--- begin PASSAGE PROVIDED ---
Workiz Sher
- Type: Private company
- Industry: Field Service Management
- Founded: 2015
- Founder: Idan Kadosh, Erez Marom, Saar Kohanovitch
- Headquarters: San Diego, California
- Area served: Worldwide
- Products: Saas CRM
- Number of employees: 150 (2024)
- Website: Workiz

= Workiz =

Software company

Workiz, formerly SendAJob, is a San Diego–based Field Service Management platform. Its product is a SaaS field service management solution used by growing field service businesses from mid-size operators to larger multi-location companies. Its primary focus is industries such as HVAC, Plumbing, Locksmith, Appliance Repair, Electrician and Garage door technicians

==History==

The startup was founded in 2015 by Idan Kadosh, Erez Marom, and Saar Kohanovitch. Kadosh and Marom worked as locksmiths for more than 15 years in San Diego. As of 2017, more than half of field service companies relied on pen and paper to manage their businesses. In 2018, the company raised $2.2 million in a Seed round led by Aleph Venture Capital. In 2019, the company raised $5M in a Series A led by Magenta Venture Partners. In 2021, the company raised $13M in a Series B led by New Era Capital Partners, with past backers Aleph, Magenta Venture Partners, Maor Investments and TMT Investments also participating in the round.
--- end PASSAGE PROVIDED ---
--- begin RECORDED INFORMATION ---
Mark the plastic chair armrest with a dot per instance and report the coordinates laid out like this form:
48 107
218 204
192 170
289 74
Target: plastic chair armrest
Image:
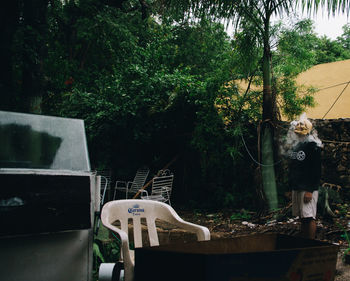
143 191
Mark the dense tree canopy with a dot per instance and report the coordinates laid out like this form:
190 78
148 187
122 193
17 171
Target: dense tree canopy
152 86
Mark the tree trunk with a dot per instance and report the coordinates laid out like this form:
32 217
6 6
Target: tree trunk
9 17
33 54
268 171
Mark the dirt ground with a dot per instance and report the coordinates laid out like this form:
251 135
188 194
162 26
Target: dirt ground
226 224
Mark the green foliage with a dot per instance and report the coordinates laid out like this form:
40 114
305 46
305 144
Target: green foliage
243 215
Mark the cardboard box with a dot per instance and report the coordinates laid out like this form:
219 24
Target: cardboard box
266 257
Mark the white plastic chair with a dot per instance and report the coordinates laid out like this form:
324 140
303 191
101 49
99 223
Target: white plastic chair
124 210
132 186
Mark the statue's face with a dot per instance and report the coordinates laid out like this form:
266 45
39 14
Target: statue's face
303 127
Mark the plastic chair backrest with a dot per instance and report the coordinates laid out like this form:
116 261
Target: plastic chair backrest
135 210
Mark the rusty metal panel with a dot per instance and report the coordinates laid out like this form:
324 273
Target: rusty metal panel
268 257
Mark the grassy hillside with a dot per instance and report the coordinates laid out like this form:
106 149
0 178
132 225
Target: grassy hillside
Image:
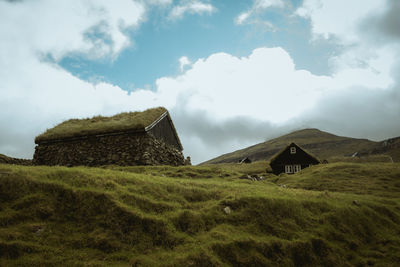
199 216
322 144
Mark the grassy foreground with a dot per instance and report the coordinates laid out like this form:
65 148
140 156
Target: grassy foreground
200 216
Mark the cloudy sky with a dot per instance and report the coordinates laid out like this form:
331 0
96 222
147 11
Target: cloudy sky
231 73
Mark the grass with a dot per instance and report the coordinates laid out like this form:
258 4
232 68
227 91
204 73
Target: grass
174 216
99 124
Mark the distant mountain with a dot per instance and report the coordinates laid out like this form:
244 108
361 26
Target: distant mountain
322 144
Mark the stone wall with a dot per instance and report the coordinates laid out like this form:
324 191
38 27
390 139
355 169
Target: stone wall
9 160
124 149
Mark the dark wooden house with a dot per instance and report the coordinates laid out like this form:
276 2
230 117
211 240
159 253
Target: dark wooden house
292 159
245 160
132 138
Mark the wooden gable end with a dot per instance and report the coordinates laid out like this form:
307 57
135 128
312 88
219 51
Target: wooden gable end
163 129
292 155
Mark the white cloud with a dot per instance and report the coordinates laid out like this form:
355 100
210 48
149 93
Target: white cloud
264 88
258 6
184 62
191 7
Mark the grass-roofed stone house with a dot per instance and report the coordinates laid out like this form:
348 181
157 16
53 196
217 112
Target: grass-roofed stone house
292 159
131 138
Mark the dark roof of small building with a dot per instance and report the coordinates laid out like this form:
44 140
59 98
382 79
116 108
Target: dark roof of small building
123 122
245 160
289 145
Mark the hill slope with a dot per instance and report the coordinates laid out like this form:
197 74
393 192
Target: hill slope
197 216
322 144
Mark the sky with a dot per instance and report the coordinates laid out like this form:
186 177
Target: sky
231 73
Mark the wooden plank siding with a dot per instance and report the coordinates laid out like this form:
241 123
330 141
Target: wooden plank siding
299 158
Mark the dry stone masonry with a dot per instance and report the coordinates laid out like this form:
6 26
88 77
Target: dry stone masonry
136 138
124 149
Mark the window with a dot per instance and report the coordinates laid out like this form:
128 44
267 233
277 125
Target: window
288 168
297 168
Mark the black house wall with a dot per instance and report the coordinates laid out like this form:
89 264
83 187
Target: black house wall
286 158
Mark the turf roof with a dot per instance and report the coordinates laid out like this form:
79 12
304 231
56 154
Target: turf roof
99 125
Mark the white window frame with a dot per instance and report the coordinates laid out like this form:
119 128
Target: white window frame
288 168
296 168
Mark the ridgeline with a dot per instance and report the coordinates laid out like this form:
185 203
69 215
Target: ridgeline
322 144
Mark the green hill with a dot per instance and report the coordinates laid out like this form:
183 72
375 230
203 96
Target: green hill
328 215
322 144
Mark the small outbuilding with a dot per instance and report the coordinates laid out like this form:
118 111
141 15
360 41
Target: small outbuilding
292 159
245 160
130 138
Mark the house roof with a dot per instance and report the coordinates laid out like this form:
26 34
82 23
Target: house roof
123 122
286 147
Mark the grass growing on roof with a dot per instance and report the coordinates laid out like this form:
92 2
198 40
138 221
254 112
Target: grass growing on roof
174 216
99 124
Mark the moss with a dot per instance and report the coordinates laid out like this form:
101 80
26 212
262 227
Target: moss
99 124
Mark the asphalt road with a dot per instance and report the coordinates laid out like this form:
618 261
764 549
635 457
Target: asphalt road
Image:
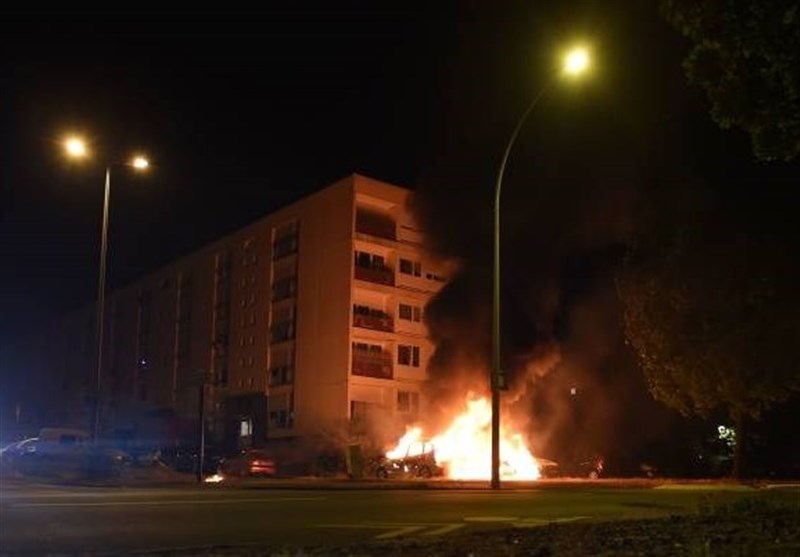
40 519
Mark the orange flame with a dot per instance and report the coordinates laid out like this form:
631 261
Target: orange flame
464 449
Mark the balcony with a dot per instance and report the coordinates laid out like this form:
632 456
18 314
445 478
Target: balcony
376 320
378 366
376 224
379 275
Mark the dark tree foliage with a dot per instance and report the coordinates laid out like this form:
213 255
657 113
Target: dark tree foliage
--- end RECORDED INFORMATION ---
> **WORK INSTRUCTIONS**:
1. From the Workiz article, copy the part that opens with the words containing "The startup was" and closes with "in the round.".
2. Which industries does the Workiz article name as the platform's primary focus? List every one.
3. Answer these questions from the Workiz article:
(a) What was the company called before it was named Workiz?
(b) How many employees did it have in 2024?
(c) How much did the company raise in its Series A, and who led that round?

> **SOLUTIONS PER TASK**:
1.
The startup was founded in 2015 by Idan Kadosh, Erez Marom, and Saar Kohanovitch. Kadosh and Marom worked as locksmiths for more than 15 years in San Diego. As of 2017, more than half of field service companies relied on pen and paper to manage their businesses. In 2018, the company raised $2.2 million in a Seed round led by Aleph Venture Capital. In 2019, the company raised $5M in a Series A led by Magenta Venture Partners. In 2021, the company raised $13M in a Series B led by New Era Capital Partners, with past backers Aleph, Magenta Venture Partners, Maor Investments and TMT Investments also participating in the round.

2.
HVAC
Plumbing
Locksmith
Appliance Repair
Electrician
Garage door technicians

3.
(a) SendAJob
(b) 150
(c) $5M, led by Magenta Venture Partners